** BEGIN **
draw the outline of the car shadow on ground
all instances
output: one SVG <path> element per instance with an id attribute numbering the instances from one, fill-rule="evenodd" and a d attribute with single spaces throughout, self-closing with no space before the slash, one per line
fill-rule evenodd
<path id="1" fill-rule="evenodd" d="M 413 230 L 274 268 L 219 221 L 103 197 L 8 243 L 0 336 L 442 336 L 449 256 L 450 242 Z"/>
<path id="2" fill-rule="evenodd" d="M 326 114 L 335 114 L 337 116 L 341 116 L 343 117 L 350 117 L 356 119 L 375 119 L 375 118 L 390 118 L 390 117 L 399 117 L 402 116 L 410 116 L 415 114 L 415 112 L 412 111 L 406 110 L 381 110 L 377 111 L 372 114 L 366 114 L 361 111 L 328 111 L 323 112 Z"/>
** END **
AIM OF THE EXERCISE:
Rewrite the material above as a numbered list, leaving out any blank lines.

WORKED ANSWER:
1. draw the outline of the car shadow on ground
2. all instances
3. output: one SVG <path> element per instance with an id attribute numbering the instances from one, fill-rule="evenodd" and a d attribute with single spaces throughout, self-closing with no space before the slash, one per line
4. fill-rule evenodd
5. <path id="1" fill-rule="evenodd" d="M 413 230 L 274 268 L 219 221 L 103 197 L 8 243 L 0 336 L 442 336 L 449 256 L 450 242 Z"/>
6. <path id="2" fill-rule="evenodd" d="M 326 114 L 335 114 L 337 116 L 341 116 L 343 117 L 350 117 L 356 119 L 375 119 L 375 118 L 390 118 L 390 117 L 399 117 L 402 116 L 410 116 L 415 114 L 415 112 L 412 111 L 406 110 L 381 110 L 377 111 L 372 114 L 366 114 L 361 111 L 328 111 L 323 112 Z"/>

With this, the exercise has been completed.